(Stored data entries)
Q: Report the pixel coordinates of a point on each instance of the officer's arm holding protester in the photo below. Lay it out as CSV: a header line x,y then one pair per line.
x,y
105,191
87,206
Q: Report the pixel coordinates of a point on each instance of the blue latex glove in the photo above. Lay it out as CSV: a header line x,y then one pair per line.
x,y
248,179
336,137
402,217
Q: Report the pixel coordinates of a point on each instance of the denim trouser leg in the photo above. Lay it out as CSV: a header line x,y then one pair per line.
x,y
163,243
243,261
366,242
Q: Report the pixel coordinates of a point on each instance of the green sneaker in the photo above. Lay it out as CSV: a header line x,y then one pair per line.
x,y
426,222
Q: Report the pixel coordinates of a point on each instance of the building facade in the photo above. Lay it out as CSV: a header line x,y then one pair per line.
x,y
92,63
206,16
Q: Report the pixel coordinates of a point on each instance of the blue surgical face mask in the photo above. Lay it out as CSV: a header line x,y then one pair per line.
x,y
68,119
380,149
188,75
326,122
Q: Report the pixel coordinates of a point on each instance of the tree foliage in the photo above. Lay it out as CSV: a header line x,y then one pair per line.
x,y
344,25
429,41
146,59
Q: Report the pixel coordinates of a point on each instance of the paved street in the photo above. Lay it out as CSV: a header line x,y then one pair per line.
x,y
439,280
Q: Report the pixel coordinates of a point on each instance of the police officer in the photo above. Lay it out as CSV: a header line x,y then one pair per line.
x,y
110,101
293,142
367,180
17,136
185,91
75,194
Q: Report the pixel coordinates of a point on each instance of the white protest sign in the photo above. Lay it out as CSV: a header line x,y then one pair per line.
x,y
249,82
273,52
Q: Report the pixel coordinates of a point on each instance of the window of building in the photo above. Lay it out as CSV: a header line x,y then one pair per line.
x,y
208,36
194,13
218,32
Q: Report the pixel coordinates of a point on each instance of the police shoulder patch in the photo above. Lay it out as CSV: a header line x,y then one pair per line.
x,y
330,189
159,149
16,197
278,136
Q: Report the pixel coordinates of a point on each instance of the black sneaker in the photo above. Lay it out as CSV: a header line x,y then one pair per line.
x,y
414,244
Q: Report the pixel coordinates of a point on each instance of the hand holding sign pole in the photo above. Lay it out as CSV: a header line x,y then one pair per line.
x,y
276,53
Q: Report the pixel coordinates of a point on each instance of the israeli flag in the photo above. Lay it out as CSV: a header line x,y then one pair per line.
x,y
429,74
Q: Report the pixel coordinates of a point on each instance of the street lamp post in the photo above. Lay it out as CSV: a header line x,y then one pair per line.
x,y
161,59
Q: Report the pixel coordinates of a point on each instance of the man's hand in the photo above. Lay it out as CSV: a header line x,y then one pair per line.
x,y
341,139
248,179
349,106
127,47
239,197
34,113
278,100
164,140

• _WHAT YOU WILL DO_: All of the lines above must be returned exactly.

• _OUTPUT BELOW_:
Q: Report the pixel coordinates of a point on each instance of the officer's arm holding protester in the photo below. Lay it out as CSV: a header line x,y then one pair per line.
x,y
105,191
87,206
Q: Report the pixel coordinates of a point on each instance of the blue latex glove in the photo above. Lay it out as CSV: a header line x,y then one pair per line.
x,y
248,179
336,137
402,217
Q: Report the pixel coordinates of a point on each instance of the denim trouser leg in the photo above. Lay it out as CSV: a header line x,y then one pair per line.
x,y
163,243
243,261
366,242
Q: Report the pixel coordinates of a point on each instance of the green sneaker in the photo above. Lay it out as CSV: a header line x,y then one pair per line.
x,y
426,222
Q: Report the pixel coordinates of a point on each instance of the building facade in the photo above. Lay it out as CSV: a header line x,y then one pair per line.
x,y
92,63
206,16
Q: Report the pixel coordinates of a point on each instance of the blue surgical face mask in the photo above. Lay it out as CSV: a header line x,y then one pair per line.
x,y
68,119
380,149
188,75
326,122
Q: Report the pixel coordinates of a point on each instance of the tree foliage in the photo above. Lay it out as CSV: a header line x,y then one pair per line.
x,y
344,25
429,41
146,59
Q: Report the pixel coordinates of a point on each instance of the paved street in the photo above. Lay it out as CSV: a header line x,y then one pair per line.
x,y
439,280
Q: Report the pixel coordinates of a point on each instance of the police officer in the photo above. Lay it out as CSV: a header line x,y then one pair per line.
x,y
110,101
293,142
367,180
17,136
185,91
75,194
Q: Report the pixel coordinates of a point on each instance of the white protest sign in the photo above. Lay it out as CSV: a header line x,y then one pair per line.
x,y
249,82
273,52
Q: Report the pixel coordinates of a point on each instance of the window of building in the photo above. Lay it out as CSV: a header line x,y then one pair per line.
x,y
208,36
194,13
218,32
Q: Report the pixel coordinates of a point on each instance of the police shoulder patch in the photo above. Lay it out as CSV: a header line x,y then one pair per line.
x,y
330,189
159,149
16,197
278,136
Q: Report the pixel coordinates of a point on each instance of the black sneaker in the photo above. Lay it out as CSV: a header line x,y then one pair per line.
x,y
414,244
Q: Report the pixel coordinates of a point on each instance of the hand holding sign pole in the photo above. Lay it out as CSV: a header line x,y then one pair per line.
x,y
276,53
Q: Report the pixel coordinates of a point on each instance of the israeli flag in the photo above. Lay it out as CSV: a header line x,y then one pair per line.
x,y
429,74
Q: Report the pixel coordinates of a point on each instance of the street lamp post in the photo above. Lay it out as CSV: a header line x,y then one pair per line.
x,y
161,59
Q: Report the pixel coordinates of a point on each instance of the man's hand in the photo above. Lay it out as CSV: a header line x,y then one pair per line.
x,y
341,139
248,179
349,106
127,47
239,197
34,113
278,100
164,140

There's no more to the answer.